Can you rewrite only the lines from the one containing "Phrase: stainless steel counter" through the last line, requests included, with each coordinate in the answers multiplied by 2.35 and rounded to a whole number, halves going up?

- RECORD SET
## START
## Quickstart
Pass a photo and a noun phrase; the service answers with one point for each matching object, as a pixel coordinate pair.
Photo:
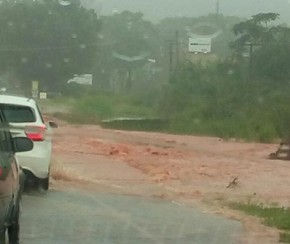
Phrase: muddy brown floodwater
(186, 170)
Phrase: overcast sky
(159, 9)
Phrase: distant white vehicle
(85, 79)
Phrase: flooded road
(110, 186)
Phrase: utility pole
(174, 45)
(251, 46)
(217, 9)
(177, 48)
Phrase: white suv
(25, 119)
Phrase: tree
(269, 46)
(46, 41)
(128, 42)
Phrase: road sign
(199, 45)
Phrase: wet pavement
(74, 216)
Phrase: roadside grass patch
(278, 217)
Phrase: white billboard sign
(199, 45)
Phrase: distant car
(25, 119)
(11, 182)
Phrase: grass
(278, 217)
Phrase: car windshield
(157, 121)
(18, 114)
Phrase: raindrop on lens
(24, 60)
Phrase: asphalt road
(82, 217)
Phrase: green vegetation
(277, 217)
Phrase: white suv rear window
(18, 114)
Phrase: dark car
(11, 182)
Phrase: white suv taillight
(35, 133)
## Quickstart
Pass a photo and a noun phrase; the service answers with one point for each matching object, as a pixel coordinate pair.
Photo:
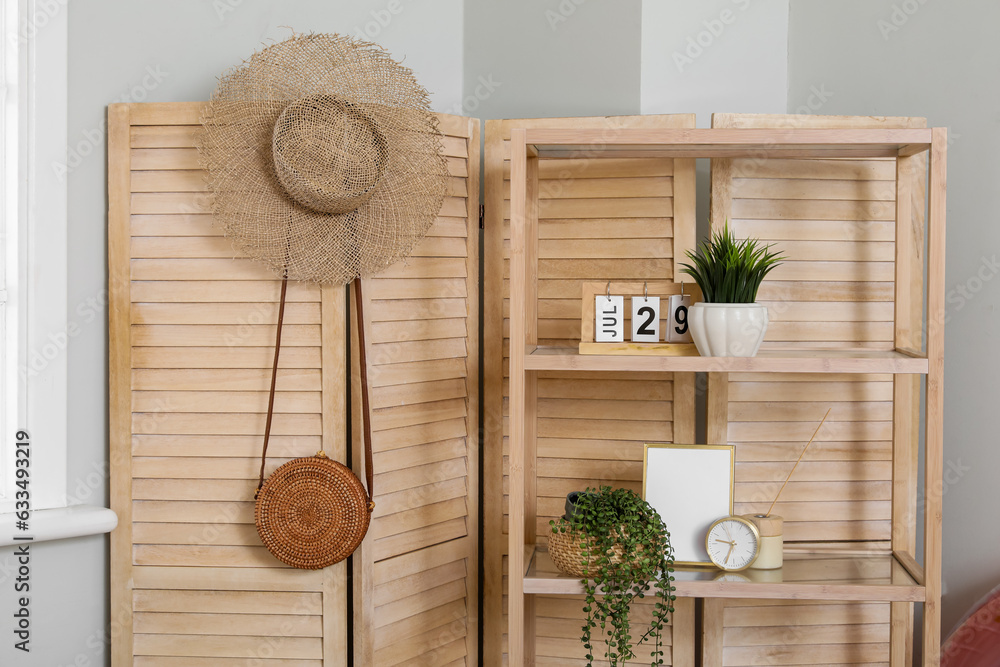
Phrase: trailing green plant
(626, 554)
(728, 270)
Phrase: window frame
(37, 333)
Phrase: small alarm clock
(733, 543)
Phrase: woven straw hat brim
(255, 210)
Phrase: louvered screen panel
(423, 358)
(835, 221)
(599, 219)
(192, 334)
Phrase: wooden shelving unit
(888, 574)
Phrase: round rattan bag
(312, 512)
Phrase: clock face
(733, 543)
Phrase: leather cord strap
(365, 416)
(274, 378)
(359, 300)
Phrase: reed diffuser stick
(768, 513)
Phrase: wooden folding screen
(191, 332)
(608, 219)
(422, 556)
(834, 219)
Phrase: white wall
(939, 60)
(714, 56)
(123, 50)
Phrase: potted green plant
(619, 546)
(728, 322)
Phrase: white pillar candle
(772, 541)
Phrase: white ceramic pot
(727, 329)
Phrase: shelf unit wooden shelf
(890, 575)
(541, 358)
(813, 576)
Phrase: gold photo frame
(690, 486)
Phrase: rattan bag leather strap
(369, 475)
(365, 414)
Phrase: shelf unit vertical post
(907, 321)
(934, 413)
(523, 392)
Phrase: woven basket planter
(567, 554)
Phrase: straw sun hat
(324, 158)
(325, 163)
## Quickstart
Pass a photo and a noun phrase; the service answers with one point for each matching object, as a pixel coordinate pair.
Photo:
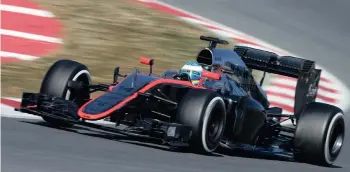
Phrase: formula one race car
(228, 108)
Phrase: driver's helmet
(193, 70)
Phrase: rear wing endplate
(307, 75)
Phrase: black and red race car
(228, 108)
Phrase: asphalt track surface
(313, 29)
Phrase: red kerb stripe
(11, 103)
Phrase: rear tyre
(319, 134)
(204, 111)
(55, 84)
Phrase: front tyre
(55, 83)
(204, 111)
(319, 134)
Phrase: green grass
(104, 34)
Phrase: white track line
(28, 11)
(18, 56)
(30, 36)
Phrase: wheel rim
(337, 139)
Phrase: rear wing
(304, 70)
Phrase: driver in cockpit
(193, 72)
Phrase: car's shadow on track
(144, 142)
(155, 144)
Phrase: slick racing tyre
(55, 83)
(319, 134)
(204, 111)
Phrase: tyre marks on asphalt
(27, 31)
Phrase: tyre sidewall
(195, 111)
(313, 133)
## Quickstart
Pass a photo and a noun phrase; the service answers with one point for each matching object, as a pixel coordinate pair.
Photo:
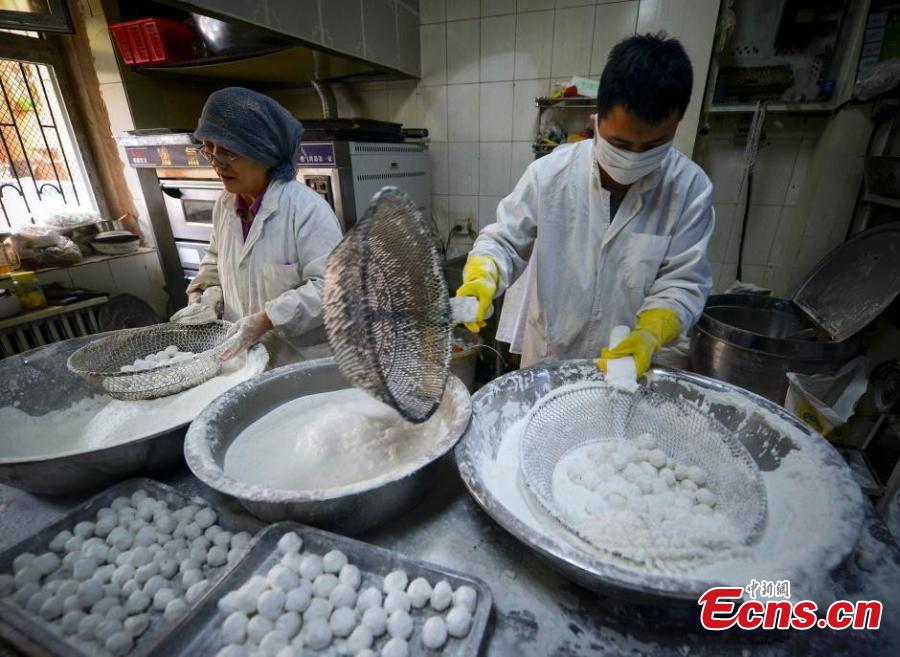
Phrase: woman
(271, 233)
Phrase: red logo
(723, 607)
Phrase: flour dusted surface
(329, 440)
(100, 421)
(632, 500)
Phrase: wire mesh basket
(578, 416)
(101, 361)
(387, 309)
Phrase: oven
(189, 205)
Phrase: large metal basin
(747, 340)
(769, 433)
(350, 509)
(38, 382)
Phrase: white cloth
(280, 268)
(591, 275)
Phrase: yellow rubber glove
(655, 329)
(481, 276)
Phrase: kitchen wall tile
(718, 244)
(463, 159)
(440, 215)
(113, 94)
(612, 23)
(573, 35)
(724, 164)
(433, 42)
(463, 51)
(535, 5)
(496, 111)
(432, 11)
(460, 9)
(798, 175)
(463, 112)
(463, 208)
(440, 176)
(434, 111)
(762, 224)
(487, 210)
(772, 171)
(534, 44)
(494, 167)
(497, 7)
(405, 106)
(525, 112)
(522, 156)
(498, 45)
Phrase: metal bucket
(753, 341)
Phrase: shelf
(786, 108)
(296, 65)
(882, 200)
(577, 102)
(96, 258)
(51, 311)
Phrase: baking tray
(197, 633)
(34, 637)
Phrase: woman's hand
(245, 333)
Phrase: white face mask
(624, 166)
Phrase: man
(615, 228)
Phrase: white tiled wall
(805, 182)
(483, 64)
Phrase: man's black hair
(650, 75)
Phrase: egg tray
(35, 637)
(197, 635)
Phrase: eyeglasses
(221, 158)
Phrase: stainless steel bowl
(350, 509)
(768, 431)
(38, 382)
(108, 225)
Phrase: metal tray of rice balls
(276, 562)
(40, 631)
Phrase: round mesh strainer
(100, 360)
(387, 310)
(575, 416)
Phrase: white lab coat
(590, 275)
(280, 268)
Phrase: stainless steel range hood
(329, 39)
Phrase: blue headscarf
(254, 126)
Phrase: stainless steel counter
(539, 613)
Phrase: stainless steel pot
(752, 341)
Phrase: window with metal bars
(40, 167)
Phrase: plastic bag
(826, 402)
(66, 218)
(883, 77)
(43, 246)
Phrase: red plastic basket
(153, 40)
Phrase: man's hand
(655, 328)
(245, 333)
(480, 279)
## END
- WRITTEN RESPONSE
Phrase: stainless steel counter
(1267, 1441)
Phrase: stainless steel pot
(1767, 801)
Phrase: window with metal bars
(94, 392)
Phrase: plastic bag
(1941, 945)
(155, 512)
(2075, 181)
(101, 578)
Phrase: red plastic basket
(360, 94)
Phrase: man's hand
(1539, 771)
(576, 783)
(1128, 656)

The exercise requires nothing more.